**TAREFA PROPOSTA 1:** Quais linhas da listagem abaixo contêm a palavra "above"? Extraia todas elas.

É necessário ser um entusiasta sobre ficção militar, caças e aviação para aproveitar a obra? De forma alguma. Diria até que nem mesmo é preciso ser o maior fã do primeiro para aproveitar o que o segundo tem para oferecer. Ao contrário de filmes que se apóiam muito na nostalgia para funcionar, como “T2: Trainspotting“, ou são continuações diretas dos eventos de muitos anos antes, “Top Gun: Maverick” exige muito pouco do primeiro para se sustentar sozinho. Além do mais, ele também deixa de lado algumas breguices de que o primeiro parecia se orgulhar tanto, as tais coisas dos Anos 80 que os mais novos olham e sentem um pouco de vergonha. Para não dizer que não há nostalgia, há algumas recriações de cenas clássicas e outras que existem como ecos das originais 36 anos depois, nada como uma estrutura narrativa copiada e personagens novos escritos para ocupar a mesma função de outros antigos. Então não há mais um novo jogo de vôlei-testosterona, em seu lugar há um jogo de futebol americano na praia bem menos brega e que encaixa melhor na trama.
Se há um exemplo perfeito do que é uma continuação-legado, ou seja, uma continuação lançada muito tempo depois do original, seria “Top Gun: Maverick”. Tudo está em boa dose, sem exageros ou faltas. Até mesmo a participação de Val Kilmer é encaixada de forma que não seja pobre, apenas por um flashback ou computação gráfica, e sim usando a questão atual de saúde do ator como parte do personagem, tornando-o mais que uma aparição especial. Alguns personagens não voltam e nem por isso criam personagens para preencher o lugar exatamente como era. Nem o elenco novo recria a turma de aviadores de 1986, nem o novo interesse amoroso tenta ser uma nova Kelly McGillis. O que há de novo na história é muito bem vindo, com o papel dos aviadores militares sendo colocado em questão tendo em vista sua obsolescência possível com as aeronaves não tripuladas, os drones. A tecnologia só não vem cedo o bastante para impedir uma missão perigosa que pode significar o encurtamento da carreira de muitos daqueles jovens. Por mais militar, americano e na veia de filmes de ação, há variação e boas viradas para dar um ar de perigo à missão, longe de ser algo que o espectador tem certeza que vai dar certo desde o começo.
Francamente, esperava que esse fosse mais um da série de continuações que não acrescentam nada ao universo original ou à vida do espectador, que se esbaldam em nostalgia, reciclando temas, cenas e personagens em uma história que às vezes é uma exata cópia da original. Até porque o original nunca foi um excelente filme, ao meu ver. Sempre foi uma obra que cheirava aos Anos 80 excessivamente e fazia questão de ostentar todas as convenções de época, tal como exaltar a figura masculina com cenas de músculos contraindo, preocupar-se muito com quem é o melhor piloto e depender muito de diálogos feitos de bordões, nem um pouco naturais. Eu tinha um pouco de medo de “Top Gun: Maverick” ser a mesma coisa, com risco de beirar o ridículo com Tom Cruise repetindo as mesmas coisas de antes aos 60 anos. O lado bom é que a continuação sabe medir homenagens e referências sem cair na cópia e mostrar uma total falta de criatividade. Foi uma surpresa ver que, desses filmes nostálgicos, um deles consegue superar o original.

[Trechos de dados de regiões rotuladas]

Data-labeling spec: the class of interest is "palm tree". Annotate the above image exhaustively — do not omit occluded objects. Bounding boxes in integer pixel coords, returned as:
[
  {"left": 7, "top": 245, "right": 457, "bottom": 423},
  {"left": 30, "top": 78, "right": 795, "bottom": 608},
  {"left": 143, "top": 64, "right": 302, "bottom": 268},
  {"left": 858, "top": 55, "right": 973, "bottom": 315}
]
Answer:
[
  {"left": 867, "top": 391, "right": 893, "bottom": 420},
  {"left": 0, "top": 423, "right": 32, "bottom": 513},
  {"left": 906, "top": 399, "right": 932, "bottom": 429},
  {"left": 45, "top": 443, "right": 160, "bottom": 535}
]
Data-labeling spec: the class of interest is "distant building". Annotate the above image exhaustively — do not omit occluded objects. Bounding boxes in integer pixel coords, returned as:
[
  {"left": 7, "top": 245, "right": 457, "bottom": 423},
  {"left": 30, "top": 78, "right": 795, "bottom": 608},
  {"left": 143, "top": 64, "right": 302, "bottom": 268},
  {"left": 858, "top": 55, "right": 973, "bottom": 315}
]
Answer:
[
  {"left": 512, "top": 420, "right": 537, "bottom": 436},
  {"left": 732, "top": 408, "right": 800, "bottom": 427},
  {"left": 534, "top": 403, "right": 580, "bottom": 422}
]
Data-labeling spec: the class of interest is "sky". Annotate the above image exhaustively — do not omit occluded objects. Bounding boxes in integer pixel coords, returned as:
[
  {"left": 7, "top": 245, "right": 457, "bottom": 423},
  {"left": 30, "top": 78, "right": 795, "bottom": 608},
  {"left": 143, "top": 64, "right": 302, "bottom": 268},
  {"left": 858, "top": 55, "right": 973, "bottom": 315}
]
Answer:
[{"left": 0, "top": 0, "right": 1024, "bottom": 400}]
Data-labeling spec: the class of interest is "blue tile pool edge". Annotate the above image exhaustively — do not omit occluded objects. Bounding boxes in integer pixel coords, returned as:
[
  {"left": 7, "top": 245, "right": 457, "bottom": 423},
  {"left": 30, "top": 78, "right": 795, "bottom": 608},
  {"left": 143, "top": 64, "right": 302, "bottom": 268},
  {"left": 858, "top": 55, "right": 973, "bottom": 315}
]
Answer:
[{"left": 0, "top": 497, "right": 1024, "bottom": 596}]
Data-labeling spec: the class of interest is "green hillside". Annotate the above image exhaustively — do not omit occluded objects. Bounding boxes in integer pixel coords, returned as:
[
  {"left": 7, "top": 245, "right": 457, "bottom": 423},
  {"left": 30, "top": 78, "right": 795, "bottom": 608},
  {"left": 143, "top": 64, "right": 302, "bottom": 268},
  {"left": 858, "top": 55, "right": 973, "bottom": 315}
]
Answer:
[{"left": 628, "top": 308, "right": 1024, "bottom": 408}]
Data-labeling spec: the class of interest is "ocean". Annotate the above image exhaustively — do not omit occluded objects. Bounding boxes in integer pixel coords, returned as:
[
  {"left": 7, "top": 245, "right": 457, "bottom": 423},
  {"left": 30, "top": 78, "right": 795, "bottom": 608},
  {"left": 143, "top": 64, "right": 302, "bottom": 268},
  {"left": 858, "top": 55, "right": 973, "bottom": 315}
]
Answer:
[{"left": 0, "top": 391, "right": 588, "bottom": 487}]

**TAREFA PROPOSTA 2:**
Responda com base na resenha sobre "Top Gun: Maverick":
(a) Que filme é citado como exemplo de obra que se apoia muito na nostalgia para funcionar?
(b) Que tecnologia coloca em questão o papel dos aviadores militares na nova história?
(c) Com quantos anos Tom Cruise apareceria repetindo as mesmas coisas de antes, segundo o receio expresso no texto?

**RESPOSTA COMPLETA 1:**
Data-labeling spec: the class of interest is "palm tree". Annotate the above image exhaustively — do not omit occluded objects. Bounding boxes in integer pixel coords, returned as:
Data-labeling spec: the class of interest is "distant building". Annotate the above image exhaustively — do not omit occluded objects. Bounding boxes in integer pixel coords, returned as:
Data-labeling spec: the class of interest is "sky". Annotate the above image exhaustively — do not omit occluded objects. Bounding boxes in integer pixel coords, returned as:
Data-labeling spec: the class of interest is "blue tile pool edge". Annotate the above image exhaustively — do not omit occluded objects. Bounding boxes in integer pixel coords, returned as:
Data-labeling spec: the class of interest is "green hillside". Annotate the above image exhaustively — do not omit occluded objects. Bounding boxes in integer pixel coords, returned as:
Data-labeling spec: the class of interest is "ocean". Annotate the above image exhaustively — do not omit occluded objects. Bounding boxes in integer pixel coords, returned as:

**RESPOSTA COMPLETA 2:**
(a) "T2: Trainspotting".
(b) As aeronaves não tripuladas, os drones.
(c) Aos 60 anos.